TO DO
Could you reproduce the blog post on zines and cataloguing word for word, starting with "My current work" and going on through "week or so."?

EXCERPTED TEXT
Zines: the cataloguer’s outlet

When considering this month’s GLAM Blog Club topic of ‘create’, my mind immediately turned to zines. Zines are a great creative outlet, as a way to see and be seen by like-minded individuals. They’re also a neat way of escaping and subverting surveillance capitalism, by returning to paper and making the results available offline, for free or cheap.

NLA and SLV have extensive zine collections. You can also pick some up from Sticky Institute, the world’s greatest zine shop, or from individual zine makers and distributors. Zinemakers often swap or trade zines—if you have zines, I’ll happily fling you one of mine your way.

My current work in progress is Hello MARC : a zine about cataloguing. I posted a preview on twitter a week or so ago and it went gangbusters! I was also very surprised by the response from areas of American cataloguing twitter I didn’t know existed. Cataloguers tend not to get much love, either from the public or from other librarians, so it’s nice to be able to contribute something positive to cataloguer culture. When I tweeted about the zine I had considered it finished, but I’ve since decided it needs some revision, so hopefully it will be released in a week or so.

Yes there is a mistake in the 100 first indicator it’s driving me nuts I’ll fix it

It helps if you’re arty, and it helps if you can draw. I have zero artistic talent so I create zines in other ways. Hello MARC was created entirely in Canva, a free online graphic design tool to help non-arty people like me create arty things. It also helps that a zine about cataloguing standards is largely text-based.

EXTRACTED RECORDS
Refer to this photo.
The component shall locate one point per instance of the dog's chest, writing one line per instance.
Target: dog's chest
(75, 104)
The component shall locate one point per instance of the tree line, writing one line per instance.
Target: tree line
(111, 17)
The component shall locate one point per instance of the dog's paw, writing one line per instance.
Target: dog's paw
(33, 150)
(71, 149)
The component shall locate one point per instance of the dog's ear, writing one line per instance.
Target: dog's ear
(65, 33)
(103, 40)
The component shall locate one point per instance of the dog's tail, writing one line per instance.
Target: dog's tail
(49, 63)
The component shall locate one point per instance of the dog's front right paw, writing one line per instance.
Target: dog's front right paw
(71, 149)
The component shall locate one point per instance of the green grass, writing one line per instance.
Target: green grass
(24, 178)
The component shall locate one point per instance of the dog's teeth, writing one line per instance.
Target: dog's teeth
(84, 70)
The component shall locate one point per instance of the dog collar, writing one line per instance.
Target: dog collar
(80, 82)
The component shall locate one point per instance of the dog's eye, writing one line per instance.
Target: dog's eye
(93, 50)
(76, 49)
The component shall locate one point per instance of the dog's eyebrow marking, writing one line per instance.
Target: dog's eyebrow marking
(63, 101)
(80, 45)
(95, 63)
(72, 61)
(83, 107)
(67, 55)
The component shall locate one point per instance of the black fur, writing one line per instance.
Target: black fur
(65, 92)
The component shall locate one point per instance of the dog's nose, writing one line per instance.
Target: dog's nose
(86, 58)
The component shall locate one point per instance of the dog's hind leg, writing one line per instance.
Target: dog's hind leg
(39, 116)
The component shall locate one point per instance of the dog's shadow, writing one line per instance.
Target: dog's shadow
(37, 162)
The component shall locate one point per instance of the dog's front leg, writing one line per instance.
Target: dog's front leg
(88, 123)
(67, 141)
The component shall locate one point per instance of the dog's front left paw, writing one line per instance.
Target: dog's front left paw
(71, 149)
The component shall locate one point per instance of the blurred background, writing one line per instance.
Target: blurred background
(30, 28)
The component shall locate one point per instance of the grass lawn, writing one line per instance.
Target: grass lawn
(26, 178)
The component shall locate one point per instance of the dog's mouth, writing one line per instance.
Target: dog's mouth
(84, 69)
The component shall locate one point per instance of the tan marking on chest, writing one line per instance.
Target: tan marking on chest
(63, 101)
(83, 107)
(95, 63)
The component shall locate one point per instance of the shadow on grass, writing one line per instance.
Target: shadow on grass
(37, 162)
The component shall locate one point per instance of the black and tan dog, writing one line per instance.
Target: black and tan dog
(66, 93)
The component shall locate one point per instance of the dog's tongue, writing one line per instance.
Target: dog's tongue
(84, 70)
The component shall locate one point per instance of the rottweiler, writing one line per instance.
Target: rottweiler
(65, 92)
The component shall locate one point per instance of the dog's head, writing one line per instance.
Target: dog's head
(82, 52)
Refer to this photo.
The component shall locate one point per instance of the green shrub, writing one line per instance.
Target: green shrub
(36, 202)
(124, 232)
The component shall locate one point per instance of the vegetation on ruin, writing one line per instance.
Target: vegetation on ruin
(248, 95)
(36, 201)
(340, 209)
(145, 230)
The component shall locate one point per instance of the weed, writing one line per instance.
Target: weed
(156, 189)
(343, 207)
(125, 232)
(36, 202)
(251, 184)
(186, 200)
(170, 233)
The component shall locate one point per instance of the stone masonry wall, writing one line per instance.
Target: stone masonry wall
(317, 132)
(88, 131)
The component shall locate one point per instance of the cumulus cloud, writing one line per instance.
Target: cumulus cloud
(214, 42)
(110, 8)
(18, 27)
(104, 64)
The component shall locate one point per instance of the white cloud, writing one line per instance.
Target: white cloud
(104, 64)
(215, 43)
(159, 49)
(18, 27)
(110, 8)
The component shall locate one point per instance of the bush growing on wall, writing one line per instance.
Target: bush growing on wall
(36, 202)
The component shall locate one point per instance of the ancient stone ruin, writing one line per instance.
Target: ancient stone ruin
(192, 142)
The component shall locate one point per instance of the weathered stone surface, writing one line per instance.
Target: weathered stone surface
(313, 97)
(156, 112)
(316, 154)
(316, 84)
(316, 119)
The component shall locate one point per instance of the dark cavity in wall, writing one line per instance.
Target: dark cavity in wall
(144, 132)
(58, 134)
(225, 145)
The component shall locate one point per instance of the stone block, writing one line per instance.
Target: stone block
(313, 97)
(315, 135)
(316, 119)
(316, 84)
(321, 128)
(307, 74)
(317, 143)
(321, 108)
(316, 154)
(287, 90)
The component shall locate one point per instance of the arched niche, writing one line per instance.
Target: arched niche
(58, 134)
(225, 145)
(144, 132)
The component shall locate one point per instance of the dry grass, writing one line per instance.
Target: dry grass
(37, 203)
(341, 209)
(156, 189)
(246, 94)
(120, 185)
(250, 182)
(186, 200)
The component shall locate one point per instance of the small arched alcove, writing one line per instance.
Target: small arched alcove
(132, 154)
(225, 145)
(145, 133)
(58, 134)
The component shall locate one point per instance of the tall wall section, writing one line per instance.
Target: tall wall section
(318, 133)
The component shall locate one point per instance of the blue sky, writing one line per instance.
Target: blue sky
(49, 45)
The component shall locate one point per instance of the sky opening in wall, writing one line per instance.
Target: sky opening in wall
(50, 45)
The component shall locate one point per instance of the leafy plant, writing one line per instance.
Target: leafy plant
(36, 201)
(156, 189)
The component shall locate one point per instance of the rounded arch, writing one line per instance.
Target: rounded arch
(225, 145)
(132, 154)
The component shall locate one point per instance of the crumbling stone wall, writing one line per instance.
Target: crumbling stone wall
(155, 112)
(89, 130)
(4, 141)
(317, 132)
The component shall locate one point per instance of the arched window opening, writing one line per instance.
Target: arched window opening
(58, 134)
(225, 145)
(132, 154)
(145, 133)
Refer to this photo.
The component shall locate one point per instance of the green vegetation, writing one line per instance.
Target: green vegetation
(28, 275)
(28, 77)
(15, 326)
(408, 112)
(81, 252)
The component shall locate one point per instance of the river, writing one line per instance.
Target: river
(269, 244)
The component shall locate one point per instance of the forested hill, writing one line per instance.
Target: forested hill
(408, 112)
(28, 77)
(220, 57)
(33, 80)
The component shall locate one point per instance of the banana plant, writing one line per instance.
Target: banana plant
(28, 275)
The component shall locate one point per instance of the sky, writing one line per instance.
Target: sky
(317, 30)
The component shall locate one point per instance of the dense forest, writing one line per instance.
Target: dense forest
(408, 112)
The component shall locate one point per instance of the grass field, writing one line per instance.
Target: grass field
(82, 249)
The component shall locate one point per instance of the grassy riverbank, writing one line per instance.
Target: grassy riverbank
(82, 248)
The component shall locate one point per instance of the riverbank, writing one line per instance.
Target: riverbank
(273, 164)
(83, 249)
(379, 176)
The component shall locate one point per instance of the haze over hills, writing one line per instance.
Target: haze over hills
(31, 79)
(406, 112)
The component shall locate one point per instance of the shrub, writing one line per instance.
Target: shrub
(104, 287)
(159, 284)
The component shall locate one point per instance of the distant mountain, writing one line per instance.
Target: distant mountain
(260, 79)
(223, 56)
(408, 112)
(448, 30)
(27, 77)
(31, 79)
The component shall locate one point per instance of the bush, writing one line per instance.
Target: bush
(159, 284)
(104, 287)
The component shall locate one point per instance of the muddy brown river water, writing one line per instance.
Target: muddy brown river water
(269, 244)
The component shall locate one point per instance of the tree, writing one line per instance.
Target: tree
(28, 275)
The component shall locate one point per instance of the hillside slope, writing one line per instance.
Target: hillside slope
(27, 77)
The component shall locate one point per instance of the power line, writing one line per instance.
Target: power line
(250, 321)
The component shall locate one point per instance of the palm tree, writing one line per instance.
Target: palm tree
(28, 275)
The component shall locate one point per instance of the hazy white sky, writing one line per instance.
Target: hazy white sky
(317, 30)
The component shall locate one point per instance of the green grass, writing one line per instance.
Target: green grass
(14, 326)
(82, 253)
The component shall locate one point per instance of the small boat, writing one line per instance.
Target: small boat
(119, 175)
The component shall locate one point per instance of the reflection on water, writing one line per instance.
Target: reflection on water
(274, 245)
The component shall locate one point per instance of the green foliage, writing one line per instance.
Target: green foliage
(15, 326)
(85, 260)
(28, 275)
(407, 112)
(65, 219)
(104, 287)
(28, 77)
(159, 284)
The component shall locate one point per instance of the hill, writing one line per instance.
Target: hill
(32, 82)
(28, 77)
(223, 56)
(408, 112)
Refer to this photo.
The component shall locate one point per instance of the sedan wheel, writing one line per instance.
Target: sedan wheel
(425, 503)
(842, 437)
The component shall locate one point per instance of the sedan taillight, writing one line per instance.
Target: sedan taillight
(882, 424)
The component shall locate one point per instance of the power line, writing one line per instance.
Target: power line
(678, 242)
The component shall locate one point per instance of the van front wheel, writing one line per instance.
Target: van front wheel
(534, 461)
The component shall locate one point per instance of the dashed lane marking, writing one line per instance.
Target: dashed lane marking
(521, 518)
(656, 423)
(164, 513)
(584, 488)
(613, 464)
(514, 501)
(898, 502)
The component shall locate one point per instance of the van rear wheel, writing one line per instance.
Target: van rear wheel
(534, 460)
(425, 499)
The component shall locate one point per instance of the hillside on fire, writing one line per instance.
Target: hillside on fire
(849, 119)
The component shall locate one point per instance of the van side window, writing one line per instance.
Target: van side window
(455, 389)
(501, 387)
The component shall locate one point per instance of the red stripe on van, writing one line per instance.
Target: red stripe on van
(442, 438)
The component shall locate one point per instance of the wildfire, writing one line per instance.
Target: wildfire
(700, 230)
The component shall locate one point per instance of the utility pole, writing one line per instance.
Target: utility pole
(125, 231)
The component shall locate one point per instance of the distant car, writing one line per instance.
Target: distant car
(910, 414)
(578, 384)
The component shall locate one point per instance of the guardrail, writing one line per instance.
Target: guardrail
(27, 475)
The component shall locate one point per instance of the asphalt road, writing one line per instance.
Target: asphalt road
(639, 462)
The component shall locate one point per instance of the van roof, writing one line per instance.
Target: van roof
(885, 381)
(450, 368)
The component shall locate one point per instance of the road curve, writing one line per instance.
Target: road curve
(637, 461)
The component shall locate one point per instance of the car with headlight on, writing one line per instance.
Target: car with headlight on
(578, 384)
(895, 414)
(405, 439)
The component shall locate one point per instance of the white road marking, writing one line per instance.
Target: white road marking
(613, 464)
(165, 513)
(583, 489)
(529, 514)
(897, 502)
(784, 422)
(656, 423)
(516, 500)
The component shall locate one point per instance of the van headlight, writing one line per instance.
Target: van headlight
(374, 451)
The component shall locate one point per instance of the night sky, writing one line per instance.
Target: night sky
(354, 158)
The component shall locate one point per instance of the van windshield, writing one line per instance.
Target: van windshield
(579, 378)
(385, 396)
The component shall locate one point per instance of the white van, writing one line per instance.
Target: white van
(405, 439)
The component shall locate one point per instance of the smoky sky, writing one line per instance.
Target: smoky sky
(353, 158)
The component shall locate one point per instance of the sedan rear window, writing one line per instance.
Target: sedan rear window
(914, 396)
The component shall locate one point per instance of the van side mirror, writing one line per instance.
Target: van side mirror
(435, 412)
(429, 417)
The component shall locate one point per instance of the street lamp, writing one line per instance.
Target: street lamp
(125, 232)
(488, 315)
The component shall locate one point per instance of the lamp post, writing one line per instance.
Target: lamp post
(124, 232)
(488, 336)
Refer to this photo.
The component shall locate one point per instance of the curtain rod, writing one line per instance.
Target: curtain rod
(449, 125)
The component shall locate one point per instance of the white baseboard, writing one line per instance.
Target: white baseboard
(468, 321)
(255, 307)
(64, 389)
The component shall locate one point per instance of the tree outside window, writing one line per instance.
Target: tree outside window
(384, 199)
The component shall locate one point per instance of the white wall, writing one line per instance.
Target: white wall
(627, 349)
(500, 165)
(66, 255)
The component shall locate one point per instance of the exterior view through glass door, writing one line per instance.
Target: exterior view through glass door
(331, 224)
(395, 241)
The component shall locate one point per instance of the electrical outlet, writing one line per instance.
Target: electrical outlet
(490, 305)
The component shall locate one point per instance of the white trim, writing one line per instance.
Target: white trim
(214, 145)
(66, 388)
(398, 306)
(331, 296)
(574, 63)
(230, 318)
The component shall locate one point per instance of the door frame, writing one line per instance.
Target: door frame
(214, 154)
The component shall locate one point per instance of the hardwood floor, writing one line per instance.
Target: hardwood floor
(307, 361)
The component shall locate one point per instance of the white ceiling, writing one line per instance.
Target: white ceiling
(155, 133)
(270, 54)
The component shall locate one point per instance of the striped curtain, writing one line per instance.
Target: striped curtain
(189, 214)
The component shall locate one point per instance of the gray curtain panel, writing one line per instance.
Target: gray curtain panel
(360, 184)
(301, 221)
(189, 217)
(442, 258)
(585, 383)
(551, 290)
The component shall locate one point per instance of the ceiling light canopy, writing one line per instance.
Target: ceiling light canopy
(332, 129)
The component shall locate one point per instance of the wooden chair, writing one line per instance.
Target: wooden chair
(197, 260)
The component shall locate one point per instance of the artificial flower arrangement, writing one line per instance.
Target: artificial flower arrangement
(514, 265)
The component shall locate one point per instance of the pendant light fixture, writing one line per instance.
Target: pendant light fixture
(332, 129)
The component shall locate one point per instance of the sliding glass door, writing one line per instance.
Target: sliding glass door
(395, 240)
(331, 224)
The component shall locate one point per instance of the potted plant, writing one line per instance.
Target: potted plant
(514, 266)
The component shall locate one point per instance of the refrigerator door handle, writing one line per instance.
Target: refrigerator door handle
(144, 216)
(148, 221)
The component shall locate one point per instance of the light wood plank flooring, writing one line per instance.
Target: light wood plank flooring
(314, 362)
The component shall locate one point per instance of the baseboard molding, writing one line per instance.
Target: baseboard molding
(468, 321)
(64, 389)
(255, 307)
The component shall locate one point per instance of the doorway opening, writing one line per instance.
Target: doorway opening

OUTPUT FOR THIS EXERCISE
My current work in progress is Hello MARC : a zine about cataloguing. I posted a preview on twitter a week or so ago and it went gangbusters! I was also very surprised by the response from areas of American cataloguing twitter I didn’t know existed. Cataloguers tend not to get much love, either from the public or from other librarians, so it’s nice to be able to contribute something positive to cataloguer culture. When I tweeted about the zine I had considered it finished, but I’ve since decided it needs some revision, so hopefully it will be released in a week or so.